Work instructions
Reproduce the entire listing below word for word, leaving out the pictures.
---
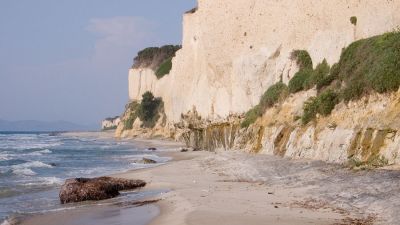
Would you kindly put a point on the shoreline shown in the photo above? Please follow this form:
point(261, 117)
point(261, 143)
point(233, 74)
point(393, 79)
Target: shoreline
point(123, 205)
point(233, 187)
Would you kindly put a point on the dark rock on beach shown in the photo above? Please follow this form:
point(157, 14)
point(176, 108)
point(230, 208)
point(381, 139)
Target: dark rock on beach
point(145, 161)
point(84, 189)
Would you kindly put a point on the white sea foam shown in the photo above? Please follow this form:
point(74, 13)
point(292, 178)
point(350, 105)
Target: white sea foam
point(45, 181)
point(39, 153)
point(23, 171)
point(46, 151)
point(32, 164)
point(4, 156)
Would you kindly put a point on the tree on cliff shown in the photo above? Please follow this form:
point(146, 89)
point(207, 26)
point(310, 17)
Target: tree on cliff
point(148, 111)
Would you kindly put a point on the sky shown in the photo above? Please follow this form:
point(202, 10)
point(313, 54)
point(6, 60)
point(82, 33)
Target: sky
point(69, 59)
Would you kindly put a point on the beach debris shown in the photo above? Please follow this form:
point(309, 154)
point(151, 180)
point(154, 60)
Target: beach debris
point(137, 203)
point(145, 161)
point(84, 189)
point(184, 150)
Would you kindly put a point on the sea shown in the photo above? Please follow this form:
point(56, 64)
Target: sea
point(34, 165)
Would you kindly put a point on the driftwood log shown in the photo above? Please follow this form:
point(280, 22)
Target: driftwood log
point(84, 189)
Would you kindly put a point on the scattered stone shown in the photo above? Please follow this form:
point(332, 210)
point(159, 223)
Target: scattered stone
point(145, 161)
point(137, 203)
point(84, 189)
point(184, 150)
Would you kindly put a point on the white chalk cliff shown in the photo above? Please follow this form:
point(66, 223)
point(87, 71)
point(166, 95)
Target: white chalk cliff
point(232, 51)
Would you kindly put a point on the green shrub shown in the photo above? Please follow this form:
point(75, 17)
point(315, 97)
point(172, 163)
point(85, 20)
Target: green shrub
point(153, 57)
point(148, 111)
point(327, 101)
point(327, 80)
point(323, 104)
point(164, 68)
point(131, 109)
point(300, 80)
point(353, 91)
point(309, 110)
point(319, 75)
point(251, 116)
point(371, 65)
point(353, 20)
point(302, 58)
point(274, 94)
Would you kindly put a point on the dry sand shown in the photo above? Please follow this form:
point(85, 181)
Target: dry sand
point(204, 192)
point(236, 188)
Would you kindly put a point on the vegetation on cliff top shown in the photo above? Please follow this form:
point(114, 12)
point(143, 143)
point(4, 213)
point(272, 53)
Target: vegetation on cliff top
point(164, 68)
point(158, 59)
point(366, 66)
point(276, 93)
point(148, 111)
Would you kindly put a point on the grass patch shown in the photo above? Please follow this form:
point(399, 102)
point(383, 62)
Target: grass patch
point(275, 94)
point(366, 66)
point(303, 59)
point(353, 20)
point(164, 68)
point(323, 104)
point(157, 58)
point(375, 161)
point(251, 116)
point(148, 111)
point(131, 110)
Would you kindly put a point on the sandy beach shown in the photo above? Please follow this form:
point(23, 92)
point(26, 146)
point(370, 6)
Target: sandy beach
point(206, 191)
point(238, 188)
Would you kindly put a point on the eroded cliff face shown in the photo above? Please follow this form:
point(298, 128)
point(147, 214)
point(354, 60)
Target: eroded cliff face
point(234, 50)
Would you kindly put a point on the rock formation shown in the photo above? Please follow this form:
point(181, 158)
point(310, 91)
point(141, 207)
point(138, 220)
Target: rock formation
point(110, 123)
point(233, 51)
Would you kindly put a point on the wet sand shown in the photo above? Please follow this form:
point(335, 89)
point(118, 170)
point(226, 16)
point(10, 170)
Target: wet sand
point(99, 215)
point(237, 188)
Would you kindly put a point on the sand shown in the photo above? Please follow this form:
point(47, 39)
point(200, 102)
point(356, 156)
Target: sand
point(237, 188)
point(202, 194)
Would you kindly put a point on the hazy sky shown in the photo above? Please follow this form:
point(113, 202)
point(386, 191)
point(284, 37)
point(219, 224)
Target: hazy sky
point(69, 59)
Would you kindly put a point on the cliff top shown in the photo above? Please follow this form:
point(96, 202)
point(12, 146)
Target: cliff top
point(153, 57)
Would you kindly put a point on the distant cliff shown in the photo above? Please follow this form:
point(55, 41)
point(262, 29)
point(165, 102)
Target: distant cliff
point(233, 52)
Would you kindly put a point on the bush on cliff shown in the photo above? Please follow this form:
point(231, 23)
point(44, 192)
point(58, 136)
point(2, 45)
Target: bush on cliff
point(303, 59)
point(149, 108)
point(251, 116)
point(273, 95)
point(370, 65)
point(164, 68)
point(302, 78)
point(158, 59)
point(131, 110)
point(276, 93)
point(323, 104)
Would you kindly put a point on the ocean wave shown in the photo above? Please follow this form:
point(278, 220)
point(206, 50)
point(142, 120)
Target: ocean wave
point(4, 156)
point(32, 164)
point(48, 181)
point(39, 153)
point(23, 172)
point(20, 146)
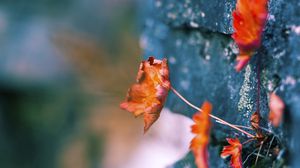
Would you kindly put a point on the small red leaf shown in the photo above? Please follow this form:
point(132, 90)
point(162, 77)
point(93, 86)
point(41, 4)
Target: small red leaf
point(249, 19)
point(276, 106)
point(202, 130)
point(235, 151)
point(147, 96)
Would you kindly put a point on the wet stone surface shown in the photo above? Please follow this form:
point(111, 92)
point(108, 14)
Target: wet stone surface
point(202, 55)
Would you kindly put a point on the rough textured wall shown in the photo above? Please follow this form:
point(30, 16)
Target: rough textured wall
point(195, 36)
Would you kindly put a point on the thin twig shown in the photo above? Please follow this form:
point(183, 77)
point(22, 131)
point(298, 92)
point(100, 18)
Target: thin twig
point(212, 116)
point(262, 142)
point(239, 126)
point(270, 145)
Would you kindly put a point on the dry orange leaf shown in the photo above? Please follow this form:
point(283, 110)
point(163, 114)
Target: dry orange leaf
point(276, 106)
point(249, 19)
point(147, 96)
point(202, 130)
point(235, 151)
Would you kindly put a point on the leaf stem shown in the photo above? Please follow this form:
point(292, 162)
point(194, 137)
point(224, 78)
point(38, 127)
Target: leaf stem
---
Written answer
Would you kindly put a point on the shoreline shown in the photo above? Please follow this form:
point(261, 117)
point(261, 143)
point(233, 74)
point(393, 79)
Target: shoreline
point(123, 205)
point(233, 187)
Would you kindly put a point on the dark rock on beach shown in the photo above? Please follow this form:
point(157, 14)
point(176, 108)
point(230, 208)
point(381, 139)
Target: dark rock on beach
point(145, 161)
point(84, 189)
Would you kindly put a point on the white sea foam shown in the photo above? Please follow this form:
point(74, 13)
point(292, 178)
point(350, 105)
Target: white sea foam
point(45, 181)
point(39, 153)
point(23, 171)
point(46, 151)
point(32, 164)
point(4, 156)
Would you kindly put a point on the tree on cliff shown in the photo above? Please follow this form:
point(146, 89)
point(207, 26)
point(310, 17)
Target: tree on cliff
point(148, 111)
Would you kindly put a point on the sky shown in the photo above? Please follow this form:
point(202, 10)
point(313, 54)
point(6, 60)
point(82, 33)
Target: sky
point(69, 59)
Would you kindly put a point on the beach debris shown in the photo above? Please follow this form:
point(309, 154)
point(151, 180)
point(154, 60)
Target: beach debris
point(137, 203)
point(145, 161)
point(84, 189)
point(184, 150)
Would you kindly put a point on the sea shown in the photo above? Please follow this form:
point(56, 64)
Target: sea
point(34, 165)
Would you kindly put a point on the driftwood log shown in the photo above? Please follow this form:
point(280, 22)
Target: driftwood log
point(84, 189)
Would you kindly put a point on the scattered stone shown in the photo above? Please follow this form:
point(332, 210)
point(159, 223)
Target: scattered stone
point(145, 161)
point(137, 203)
point(84, 189)
point(184, 150)
Would you kindly put a point on the white chalk cliff shown in the photo above? Please follow this form:
point(66, 223)
point(87, 71)
point(166, 95)
Target: white chalk cliff
point(232, 51)
Would you kindly put a point on the green shrub shown in the photo above? Please follow this form:
point(75, 17)
point(315, 97)
point(172, 163)
point(85, 20)
Target: green shrub
point(153, 57)
point(148, 111)
point(327, 101)
point(327, 80)
point(323, 104)
point(164, 68)
point(131, 109)
point(300, 80)
point(353, 91)
point(309, 110)
point(319, 75)
point(251, 116)
point(371, 65)
point(353, 20)
point(302, 58)
point(274, 94)
Would you kindly put a point on the dry sand shown in the photo above? Please follow this form:
point(85, 181)
Target: dry sand
point(204, 192)
point(236, 188)
Would you kindly put a point on the vegetation on cliff top shown in the photo above? Please follow this form:
point(114, 12)
point(143, 143)
point(4, 213)
point(272, 53)
Target: vegetation on cliff top
point(164, 68)
point(158, 59)
point(366, 66)
point(276, 93)
point(148, 111)
Would you kindly put a point on the grass patch shown in the photo above? Please follow this form:
point(399, 102)
point(383, 62)
Target: grass patch
point(275, 94)
point(366, 66)
point(303, 59)
point(353, 20)
point(164, 68)
point(323, 104)
point(157, 58)
point(375, 161)
point(251, 116)
point(148, 111)
point(131, 110)
Would you kindly put a point on the sandy beach shown in the photo above? Please follow this form:
point(23, 92)
point(26, 146)
point(370, 6)
Target: sandy beach
point(206, 191)
point(238, 188)
Would you kindly put a point on the eroded cliff face shown in the photo above? Please follow this form:
point(298, 128)
point(147, 214)
point(354, 60)
Target: eroded cliff face
point(234, 50)
Would you kindly put a point on the rock formation shown in the photo above? Please follow this form:
point(181, 158)
point(310, 91)
point(141, 207)
point(138, 220)
Target: rock formation
point(110, 123)
point(233, 51)
Would you kindly put a point on the wet sand shown in the photo above? Please follow this form:
point(335, 89)
point(118, 170)
point(226, 16)
point(10, 170)
Target: wet sand
point(99, 215)
point(237, 188)
Would you kindly put a point on the sand shown in the photo above? Please follow this form:
point(47, 39)
point(200, 102)
point(356, 156)
Target: sand
point(237, 188)
point(202, 194)
Would you kindly put a point on the hazy sky shown in the photo above? Please follow this form:
point(113, 202)
point(386, 191)
point(284, 37)
point(219, 224)
Target: hazy sky
point(69, 59)
Would you kindly put a point on the cliff top shown in the photo above? Please follow this form:
point(96, 202)
point(12, 146)
Target: cliff top
point(153, 57)
Would you kindly put a point on the distant cliff shown in the photo above? Please follow this form:
point(55, 41)
point(262, 29)
point(165, 102)
Target: distant cliff
point(233, 52)
Would you kindly put a point on the bush on cliff shown in the photo above? Please follow this form:
point(231, 23)
point(44, 192)
point(58, 136)
point(2, 45)
Target: bush on cliff
point(303, 59)
point(149, 108)
point(251, 116)
point(273, 95)
point(370, 65)
point(164, 68)
point(302, 78)
point(158, 59)
point(131, 110)
point(276, 93)
point(323, 104)
Would you kindly put a point on the ocean wave shown in the photo above? Please follow this form:
point(278, 220)
point(206, 50)
point(142, 120)
Target: ocean wave
point(4, 156)
point(32, 164)
point(48, 181)
point(39, 153)
point(23, 172)
point(20, 146)
Would you kindly put a point on the small red leaf shown in the photo above? Please follow this form:
point(132, 90)
point(162, 77)
point(93, 86)
point(41, 4)
Target: small red leaf
point(249, 19)
point(276, 106)
point(202, 130)
point(235, 151)
point(147, 96)
Would you kindly put a point on the wet stone surface shown in the photo above? Please follow this form:
point(111, 92)
point(108, 14)
Target: wet stone surface
point(202, 55)
Would you kindly put a point on the rough textured wall shown in the photo above? Please follow this form:
point(30, 16)
Target: rough textured wall
point(195, 36)
Would you kindly put a point on the thin twig shown in the photo above? Please follow this form:
point(183, 77)
point(22, 131)
point(298, 92)
point(100, 18)
Target: thin twig
point(212, 116)
point(262, 142)
point(239, 126)
point(270, 145)
Would you kindly put a point on the dry orange leaf shown in the photo above? Please follow this form:
point(283, 110)
point(163, 114)
Target: dry orange leaf
point(276, 106)
point(249, 19)
point(147, 96)
point(202, 130)
point(235, 151)
Would you kindly put a point on the leaf stem shown in the photo above? Please follow this form:
point(292, 162)
point(194, 137)
point(224, 78)
point(38, 127)
Target: leaf stem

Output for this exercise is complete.